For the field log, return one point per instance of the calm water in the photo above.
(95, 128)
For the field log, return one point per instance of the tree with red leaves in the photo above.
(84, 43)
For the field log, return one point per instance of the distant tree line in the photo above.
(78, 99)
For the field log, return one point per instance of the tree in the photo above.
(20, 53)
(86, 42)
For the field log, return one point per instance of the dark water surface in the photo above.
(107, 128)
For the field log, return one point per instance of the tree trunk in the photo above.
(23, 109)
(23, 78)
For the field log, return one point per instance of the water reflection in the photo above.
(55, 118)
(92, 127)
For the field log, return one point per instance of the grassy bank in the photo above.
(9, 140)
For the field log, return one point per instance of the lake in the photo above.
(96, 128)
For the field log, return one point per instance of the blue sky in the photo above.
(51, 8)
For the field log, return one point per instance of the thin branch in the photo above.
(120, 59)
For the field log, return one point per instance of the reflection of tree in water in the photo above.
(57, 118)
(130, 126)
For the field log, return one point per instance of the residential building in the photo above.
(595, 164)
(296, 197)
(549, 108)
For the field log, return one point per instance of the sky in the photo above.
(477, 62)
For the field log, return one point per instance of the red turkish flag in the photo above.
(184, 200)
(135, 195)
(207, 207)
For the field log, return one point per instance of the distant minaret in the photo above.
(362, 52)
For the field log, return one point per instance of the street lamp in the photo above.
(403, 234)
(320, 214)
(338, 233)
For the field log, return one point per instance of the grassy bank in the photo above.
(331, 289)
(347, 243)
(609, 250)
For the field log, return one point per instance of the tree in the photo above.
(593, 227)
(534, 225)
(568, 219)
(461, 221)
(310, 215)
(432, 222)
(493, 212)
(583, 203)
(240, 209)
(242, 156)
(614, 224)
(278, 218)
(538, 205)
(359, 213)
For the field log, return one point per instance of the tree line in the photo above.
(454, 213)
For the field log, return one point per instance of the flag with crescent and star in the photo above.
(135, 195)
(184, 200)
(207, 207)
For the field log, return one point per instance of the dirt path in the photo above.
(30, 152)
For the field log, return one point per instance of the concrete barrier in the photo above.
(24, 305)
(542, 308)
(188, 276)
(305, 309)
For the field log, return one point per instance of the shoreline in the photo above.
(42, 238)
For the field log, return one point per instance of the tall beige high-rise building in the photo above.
*-*-*
BRIEF: Write out every line exactly as it stands.

EXERCISE RESPONSE:
For the field log, return one point per instance of the calm water in the photo above.
(95, 128)
For the field log, return one point per instance of the tree with red leaves in the photo above.
(84, 43)
For the field log, return one point per instance of the distant tree line in the photo above.
(78, 99)
For the field log, return one point per instance of the tree in the photo above.
(20, 53)
(86, 42)
For the field log, return one point per instance of the dark water surface in the photo above.
(107, 128)
For the field log, return one point per instance of the tree trunk in the photo above.
(23, 109)
(23, 78)
For the field log, return one point per instance of the water reflection in the photo above.
(55, 118)
(92, 127)
For the field log, return one point per instance of the grassy bank in the photo above.
(9, 140)
For the field log, return one point per instance of the lake in the photo above.
(96, 128)
For the field log, return one point per instance of the blue sky in the photo above.
(51, 8)
For the field log, return one point per instance of the thin branch in the photo above.
(120, 59)
For the field log, return one point per instance of the reflection of tree in water in the photo above.
(57, 118)
(130, 126)
For the field log, return one point per instance of the residential building in the photo above.
(595, 164)
(296, 197)
(549, 108)
For the field log, return one point per instance of the sky in the photo above.
(477, 62)
For the field log, return one point per instance of the red turkish flag in the photo above.
(184, 200)
(135, 195)
(207, 207)
For the field log, return one point per instance of the distant minaret in the photo above.
(362, 52)
For the field log, return one point per instance of the street lamp in the photo above.
(403, 234)
(320, 214)
(338, 233)
For the field log, return one point per instance of the grassy bank in the photo above.
(331, 289)
(347, 243)
(609, 250)
For the field log, return one point per instance of the tree in the photo above.
(593, 227)
(534, 225)
(568, 219)
(461, 221)
(310, 215)
(432, 222)
(493, 212)
(583, 203)
(240, 209)
(242, 156)
(614, 224)
(278, 218)
(538, 205)
(359, 213)
For the field log, return one point per instance of the tree line in the photo above.
(454, 213)
For the field log, return one point per instance of the flag with crescent and star in the photo above.
(135, 195)
(184, 200)
(207, 207)
For the field log, return one point per instance of the dirt path in the photo above.
(30, 152)
For the field log, return one point per instance of the concrete barrier in the photo above.
(24, 305)
(542, 308)
(188, 276)
(305, 309)
For the field log, return one point per instance of the shoreline in the photo above.
(42, 238)
For the field log, return one point per instance of the tall beige high-rise building in the photo above.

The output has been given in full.